■ **Raw records**
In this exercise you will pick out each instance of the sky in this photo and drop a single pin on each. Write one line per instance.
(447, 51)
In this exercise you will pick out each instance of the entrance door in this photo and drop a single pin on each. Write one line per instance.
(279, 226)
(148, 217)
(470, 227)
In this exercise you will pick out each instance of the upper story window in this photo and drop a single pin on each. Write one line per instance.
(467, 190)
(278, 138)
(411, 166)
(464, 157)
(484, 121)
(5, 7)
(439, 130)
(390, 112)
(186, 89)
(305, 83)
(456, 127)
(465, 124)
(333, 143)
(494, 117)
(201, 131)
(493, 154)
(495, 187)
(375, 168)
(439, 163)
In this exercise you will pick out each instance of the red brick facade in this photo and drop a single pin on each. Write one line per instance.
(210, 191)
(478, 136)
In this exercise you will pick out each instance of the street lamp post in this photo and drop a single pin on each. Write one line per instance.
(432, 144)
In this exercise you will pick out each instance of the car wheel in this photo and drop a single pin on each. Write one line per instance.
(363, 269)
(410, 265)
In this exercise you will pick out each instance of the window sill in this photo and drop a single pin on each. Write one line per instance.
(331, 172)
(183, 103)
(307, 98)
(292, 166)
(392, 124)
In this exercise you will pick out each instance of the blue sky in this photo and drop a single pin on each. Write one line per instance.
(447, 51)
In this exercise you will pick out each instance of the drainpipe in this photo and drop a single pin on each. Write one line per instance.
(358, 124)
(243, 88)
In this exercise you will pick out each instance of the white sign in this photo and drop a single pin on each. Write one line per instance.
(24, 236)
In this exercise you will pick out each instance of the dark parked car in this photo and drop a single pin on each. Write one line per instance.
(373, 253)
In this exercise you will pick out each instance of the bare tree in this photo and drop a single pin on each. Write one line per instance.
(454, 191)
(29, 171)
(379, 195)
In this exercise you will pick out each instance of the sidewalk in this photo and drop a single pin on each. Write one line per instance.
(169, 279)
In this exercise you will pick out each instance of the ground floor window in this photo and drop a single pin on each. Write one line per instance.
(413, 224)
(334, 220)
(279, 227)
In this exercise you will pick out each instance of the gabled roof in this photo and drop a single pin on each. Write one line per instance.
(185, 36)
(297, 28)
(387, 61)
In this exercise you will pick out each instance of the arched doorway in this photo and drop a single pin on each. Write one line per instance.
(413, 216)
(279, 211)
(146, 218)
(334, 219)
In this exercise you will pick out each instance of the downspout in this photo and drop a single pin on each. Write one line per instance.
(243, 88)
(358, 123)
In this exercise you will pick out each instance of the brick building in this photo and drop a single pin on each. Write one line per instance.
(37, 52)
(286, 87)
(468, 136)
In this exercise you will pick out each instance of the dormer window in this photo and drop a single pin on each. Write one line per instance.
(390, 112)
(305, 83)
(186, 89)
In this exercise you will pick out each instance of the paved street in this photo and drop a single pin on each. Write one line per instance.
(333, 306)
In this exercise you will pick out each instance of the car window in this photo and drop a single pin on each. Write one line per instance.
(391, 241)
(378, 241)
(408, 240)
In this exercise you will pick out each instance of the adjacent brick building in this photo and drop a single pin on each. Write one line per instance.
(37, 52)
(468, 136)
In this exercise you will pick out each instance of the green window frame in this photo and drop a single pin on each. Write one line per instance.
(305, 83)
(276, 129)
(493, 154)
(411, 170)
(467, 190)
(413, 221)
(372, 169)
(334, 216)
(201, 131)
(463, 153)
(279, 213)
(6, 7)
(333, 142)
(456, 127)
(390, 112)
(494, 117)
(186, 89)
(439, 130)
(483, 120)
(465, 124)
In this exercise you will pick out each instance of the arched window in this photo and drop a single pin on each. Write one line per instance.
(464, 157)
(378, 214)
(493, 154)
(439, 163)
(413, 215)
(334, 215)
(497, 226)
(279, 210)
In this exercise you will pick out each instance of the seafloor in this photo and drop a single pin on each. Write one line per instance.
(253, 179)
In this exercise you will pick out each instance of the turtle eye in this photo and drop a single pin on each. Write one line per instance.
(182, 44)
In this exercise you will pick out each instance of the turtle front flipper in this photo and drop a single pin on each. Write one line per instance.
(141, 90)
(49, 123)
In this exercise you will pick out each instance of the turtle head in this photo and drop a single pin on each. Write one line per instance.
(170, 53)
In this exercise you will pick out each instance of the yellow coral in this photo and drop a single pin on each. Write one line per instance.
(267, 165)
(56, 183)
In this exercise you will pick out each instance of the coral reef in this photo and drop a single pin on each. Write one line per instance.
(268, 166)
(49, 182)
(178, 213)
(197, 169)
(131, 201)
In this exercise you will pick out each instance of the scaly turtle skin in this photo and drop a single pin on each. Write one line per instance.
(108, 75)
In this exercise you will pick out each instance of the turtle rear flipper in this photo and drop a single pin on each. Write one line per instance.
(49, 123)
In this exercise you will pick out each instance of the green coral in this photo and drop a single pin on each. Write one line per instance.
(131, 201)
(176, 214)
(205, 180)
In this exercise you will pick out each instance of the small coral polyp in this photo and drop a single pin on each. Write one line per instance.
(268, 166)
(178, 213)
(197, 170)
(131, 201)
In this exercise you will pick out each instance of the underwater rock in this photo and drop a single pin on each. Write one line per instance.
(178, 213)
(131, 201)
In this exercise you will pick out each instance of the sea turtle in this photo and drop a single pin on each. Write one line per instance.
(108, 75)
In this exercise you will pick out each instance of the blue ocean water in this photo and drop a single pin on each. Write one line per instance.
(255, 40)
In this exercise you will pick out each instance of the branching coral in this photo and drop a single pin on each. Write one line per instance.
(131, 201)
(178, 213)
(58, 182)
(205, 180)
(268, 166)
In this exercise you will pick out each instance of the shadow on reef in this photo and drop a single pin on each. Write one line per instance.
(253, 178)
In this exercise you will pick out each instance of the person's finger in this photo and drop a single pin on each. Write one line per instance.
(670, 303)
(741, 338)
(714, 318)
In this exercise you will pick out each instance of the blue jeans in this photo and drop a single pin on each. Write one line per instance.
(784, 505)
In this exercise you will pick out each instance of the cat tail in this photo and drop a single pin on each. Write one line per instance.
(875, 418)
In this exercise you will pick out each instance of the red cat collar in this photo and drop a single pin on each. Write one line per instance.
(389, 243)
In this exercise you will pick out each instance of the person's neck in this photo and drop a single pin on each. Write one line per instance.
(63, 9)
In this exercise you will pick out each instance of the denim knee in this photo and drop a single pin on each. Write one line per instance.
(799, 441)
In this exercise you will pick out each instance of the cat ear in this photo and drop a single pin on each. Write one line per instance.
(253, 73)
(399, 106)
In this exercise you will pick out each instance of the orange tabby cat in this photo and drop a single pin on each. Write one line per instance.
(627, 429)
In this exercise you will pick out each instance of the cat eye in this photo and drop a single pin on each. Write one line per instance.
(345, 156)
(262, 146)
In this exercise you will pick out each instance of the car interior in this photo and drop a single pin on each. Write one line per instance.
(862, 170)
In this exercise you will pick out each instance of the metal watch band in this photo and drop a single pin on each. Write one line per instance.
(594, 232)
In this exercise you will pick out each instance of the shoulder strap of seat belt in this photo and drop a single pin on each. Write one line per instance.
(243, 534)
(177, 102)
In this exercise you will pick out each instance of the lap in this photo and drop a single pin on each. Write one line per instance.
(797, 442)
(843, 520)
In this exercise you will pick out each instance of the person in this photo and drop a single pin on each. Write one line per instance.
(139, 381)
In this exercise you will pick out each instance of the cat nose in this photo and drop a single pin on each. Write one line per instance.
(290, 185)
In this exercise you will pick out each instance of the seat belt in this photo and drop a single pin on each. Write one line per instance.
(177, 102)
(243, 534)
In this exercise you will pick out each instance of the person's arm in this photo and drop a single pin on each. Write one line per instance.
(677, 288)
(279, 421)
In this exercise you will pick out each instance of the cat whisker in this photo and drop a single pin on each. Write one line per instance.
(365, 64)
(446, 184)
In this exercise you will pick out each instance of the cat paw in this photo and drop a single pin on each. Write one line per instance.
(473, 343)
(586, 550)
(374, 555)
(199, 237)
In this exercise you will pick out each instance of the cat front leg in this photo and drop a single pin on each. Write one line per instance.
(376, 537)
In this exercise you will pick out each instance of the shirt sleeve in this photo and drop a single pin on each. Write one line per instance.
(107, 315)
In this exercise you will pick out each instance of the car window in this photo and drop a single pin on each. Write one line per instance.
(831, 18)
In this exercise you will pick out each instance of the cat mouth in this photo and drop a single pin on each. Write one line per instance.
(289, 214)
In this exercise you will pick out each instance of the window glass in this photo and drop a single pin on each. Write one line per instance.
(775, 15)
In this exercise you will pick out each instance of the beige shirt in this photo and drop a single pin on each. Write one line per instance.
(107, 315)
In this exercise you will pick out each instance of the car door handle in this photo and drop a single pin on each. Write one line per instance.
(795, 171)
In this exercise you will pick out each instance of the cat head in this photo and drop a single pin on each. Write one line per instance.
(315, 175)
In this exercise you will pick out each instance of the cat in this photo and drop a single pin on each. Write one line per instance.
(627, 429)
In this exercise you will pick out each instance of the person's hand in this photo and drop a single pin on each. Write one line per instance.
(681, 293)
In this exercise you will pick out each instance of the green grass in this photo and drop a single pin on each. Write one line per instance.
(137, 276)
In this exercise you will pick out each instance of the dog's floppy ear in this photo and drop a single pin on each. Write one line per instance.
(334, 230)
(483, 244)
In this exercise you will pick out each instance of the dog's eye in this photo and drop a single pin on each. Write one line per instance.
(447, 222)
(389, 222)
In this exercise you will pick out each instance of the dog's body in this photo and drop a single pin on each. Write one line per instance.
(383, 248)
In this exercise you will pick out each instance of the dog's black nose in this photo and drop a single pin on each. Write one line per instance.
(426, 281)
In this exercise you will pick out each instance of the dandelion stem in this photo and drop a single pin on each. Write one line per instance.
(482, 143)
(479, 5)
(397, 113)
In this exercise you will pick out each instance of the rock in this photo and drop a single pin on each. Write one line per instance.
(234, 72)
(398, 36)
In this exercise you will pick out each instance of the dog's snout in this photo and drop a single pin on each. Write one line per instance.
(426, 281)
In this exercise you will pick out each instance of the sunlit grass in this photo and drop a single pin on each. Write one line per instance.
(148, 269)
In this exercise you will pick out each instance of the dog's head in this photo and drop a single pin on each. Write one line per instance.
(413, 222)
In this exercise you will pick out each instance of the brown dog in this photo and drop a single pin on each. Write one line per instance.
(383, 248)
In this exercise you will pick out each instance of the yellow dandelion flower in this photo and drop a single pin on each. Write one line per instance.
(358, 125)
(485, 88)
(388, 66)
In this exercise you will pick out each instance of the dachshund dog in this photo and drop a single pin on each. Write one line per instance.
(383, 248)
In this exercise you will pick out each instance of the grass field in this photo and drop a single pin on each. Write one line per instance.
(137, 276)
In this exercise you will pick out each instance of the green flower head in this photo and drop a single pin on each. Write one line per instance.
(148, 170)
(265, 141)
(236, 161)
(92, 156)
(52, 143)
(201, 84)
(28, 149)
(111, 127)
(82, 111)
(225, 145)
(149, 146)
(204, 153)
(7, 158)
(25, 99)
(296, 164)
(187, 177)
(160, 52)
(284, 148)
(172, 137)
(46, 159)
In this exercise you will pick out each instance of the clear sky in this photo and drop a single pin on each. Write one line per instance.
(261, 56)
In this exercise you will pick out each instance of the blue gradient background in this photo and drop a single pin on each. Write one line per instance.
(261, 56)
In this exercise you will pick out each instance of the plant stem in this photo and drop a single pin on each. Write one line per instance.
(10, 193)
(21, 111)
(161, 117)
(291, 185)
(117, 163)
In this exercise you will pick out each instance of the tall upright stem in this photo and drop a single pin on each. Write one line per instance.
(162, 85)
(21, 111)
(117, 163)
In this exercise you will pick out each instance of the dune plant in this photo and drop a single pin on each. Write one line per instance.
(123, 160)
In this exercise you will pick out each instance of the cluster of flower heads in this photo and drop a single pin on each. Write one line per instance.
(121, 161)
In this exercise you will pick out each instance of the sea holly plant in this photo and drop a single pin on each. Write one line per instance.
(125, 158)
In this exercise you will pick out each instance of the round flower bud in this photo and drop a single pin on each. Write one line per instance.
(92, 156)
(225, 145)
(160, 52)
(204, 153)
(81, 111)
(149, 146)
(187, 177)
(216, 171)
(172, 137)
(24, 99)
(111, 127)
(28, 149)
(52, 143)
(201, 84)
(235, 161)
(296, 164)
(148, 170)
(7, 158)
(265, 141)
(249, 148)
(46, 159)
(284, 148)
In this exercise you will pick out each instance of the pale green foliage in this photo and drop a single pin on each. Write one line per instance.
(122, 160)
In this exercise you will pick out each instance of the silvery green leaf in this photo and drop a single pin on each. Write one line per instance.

■ **Job**
Output the lines above as a JSON list of strings, one string per line and blank lines omitted, from the line containing "of the pale" through the last line of the entries.

■ **Full solution**
[
  "In this exercise you will pick out each instance of the pale green foliage in this photo and drop a single pin on each. Write one line per instance.",
  "(122, 160)",
  "In this exercise you will pick out each instance of the silvery green leaf in this photo and drop a single pin on each. Write one line per instance."
]